WRITTEN TASK:
In the records below, locate the line containing "of the mixer"; output that line and every following line through the last, exactly.

DATA FOR PROCESSING:
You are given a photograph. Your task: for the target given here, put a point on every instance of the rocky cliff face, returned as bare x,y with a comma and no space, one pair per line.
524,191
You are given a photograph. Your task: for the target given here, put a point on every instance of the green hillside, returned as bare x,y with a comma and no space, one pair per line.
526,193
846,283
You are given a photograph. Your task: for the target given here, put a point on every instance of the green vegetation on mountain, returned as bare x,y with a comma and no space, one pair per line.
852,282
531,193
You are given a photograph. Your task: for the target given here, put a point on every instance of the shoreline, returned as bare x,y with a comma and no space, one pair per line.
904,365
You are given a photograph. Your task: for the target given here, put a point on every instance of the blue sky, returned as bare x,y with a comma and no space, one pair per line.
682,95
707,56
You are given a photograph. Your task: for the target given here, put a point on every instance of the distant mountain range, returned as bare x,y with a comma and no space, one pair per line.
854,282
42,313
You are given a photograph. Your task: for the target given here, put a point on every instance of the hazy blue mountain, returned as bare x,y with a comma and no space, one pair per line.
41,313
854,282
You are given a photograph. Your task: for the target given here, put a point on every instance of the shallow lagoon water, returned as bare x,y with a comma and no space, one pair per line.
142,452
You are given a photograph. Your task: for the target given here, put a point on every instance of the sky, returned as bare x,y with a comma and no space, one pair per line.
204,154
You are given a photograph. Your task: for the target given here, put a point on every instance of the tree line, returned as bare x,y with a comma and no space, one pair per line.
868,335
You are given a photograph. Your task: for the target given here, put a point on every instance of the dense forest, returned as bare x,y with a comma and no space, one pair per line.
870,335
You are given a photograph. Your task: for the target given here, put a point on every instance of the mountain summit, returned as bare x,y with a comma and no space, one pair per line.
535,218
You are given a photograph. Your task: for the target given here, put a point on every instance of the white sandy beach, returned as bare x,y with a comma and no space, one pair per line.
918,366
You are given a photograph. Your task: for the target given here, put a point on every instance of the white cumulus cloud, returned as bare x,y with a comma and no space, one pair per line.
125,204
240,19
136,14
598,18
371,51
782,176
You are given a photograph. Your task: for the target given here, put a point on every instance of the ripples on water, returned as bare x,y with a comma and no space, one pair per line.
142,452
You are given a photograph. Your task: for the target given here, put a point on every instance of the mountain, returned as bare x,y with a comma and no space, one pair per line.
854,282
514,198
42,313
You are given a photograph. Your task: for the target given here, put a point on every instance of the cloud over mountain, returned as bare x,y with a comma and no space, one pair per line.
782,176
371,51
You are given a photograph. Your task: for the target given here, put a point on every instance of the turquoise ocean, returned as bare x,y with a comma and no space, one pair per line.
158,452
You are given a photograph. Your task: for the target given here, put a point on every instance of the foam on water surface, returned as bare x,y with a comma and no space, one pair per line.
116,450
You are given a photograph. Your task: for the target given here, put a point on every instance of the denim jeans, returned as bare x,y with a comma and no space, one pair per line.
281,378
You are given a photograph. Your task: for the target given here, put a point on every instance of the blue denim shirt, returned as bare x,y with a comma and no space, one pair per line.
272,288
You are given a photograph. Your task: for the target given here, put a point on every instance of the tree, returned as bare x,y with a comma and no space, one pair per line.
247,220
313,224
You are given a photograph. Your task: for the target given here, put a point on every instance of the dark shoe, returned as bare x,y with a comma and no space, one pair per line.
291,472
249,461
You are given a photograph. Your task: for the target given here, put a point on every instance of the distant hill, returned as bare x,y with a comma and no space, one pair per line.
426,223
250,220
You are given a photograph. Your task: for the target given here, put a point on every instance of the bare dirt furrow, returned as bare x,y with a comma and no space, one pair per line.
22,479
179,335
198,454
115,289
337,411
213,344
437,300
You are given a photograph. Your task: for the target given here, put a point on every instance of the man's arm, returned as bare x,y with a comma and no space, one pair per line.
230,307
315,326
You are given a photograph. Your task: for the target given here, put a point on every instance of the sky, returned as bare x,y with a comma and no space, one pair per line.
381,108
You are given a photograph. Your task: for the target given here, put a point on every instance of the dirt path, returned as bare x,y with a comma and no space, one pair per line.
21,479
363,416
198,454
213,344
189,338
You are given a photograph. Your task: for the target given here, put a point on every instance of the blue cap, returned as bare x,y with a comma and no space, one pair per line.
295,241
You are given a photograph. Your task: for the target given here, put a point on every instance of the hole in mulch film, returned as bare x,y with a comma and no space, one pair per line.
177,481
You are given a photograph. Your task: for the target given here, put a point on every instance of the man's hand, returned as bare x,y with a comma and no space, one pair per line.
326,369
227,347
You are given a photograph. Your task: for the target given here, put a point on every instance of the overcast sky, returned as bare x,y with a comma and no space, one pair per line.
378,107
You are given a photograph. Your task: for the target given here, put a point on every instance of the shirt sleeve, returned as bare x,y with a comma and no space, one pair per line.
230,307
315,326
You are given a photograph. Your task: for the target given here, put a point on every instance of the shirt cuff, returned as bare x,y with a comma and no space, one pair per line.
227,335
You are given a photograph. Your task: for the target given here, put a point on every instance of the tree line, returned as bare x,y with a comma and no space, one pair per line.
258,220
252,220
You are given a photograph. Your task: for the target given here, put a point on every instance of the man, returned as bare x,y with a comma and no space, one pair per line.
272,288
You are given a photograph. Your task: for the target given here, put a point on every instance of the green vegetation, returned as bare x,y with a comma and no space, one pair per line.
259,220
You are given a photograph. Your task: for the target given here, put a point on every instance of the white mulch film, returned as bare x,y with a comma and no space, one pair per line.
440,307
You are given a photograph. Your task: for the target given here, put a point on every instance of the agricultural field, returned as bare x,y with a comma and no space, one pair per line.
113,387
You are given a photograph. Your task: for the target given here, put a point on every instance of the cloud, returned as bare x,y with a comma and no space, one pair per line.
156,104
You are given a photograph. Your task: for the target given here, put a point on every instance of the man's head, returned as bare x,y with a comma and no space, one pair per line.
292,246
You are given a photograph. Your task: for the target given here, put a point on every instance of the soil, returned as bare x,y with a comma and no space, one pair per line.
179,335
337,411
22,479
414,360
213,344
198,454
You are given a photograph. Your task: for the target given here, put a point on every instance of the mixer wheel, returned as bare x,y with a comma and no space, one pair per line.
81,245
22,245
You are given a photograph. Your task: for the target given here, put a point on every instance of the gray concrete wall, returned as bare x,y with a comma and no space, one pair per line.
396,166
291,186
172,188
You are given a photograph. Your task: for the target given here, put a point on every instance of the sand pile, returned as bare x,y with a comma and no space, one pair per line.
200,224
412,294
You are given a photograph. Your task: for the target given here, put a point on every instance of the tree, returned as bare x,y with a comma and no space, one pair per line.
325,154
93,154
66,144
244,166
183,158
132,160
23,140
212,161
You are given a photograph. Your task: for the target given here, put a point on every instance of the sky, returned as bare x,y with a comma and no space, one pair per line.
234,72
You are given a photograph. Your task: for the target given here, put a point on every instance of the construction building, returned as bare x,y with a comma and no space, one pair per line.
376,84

CORRECT ANSWER:
You are given a photograph. Your task: for the target given here, put a point on every instance of the mixer wheel, returned as bare x,y with a comma and no space, one pair per line.
81,245
22,245
You are given a photograph. Your task: for the target given here, put a point on every instance of the gray concrete wall, returned as bare x,y with a comma and no space, one pair per line.
396,166
291,186
172,188
You are given a photograph. Your task: for the target given here, put a point on every instance of the sand pile, returned as bare x,y with a comma and no space, one pair per line.
200,224
412,294
You are given a photograph. Your task: for the target given here, put a point on every instance of the tree, returned as bare x,y with a comma and no space, one pair per line.
325,154
93,154
66,144
244,166
183,158
132,160
23,140
212,161
You are given a photograph. Your task: for the target given here, put a point on every instance of the sky, returned as bare x,y with a comma and no space, one pair per line.
234,72
You are given a photograph. Your task: for the target given here, put a point on every instance of the construction building, returned as bare x,y with a comma and no space, one pair per line.
376,84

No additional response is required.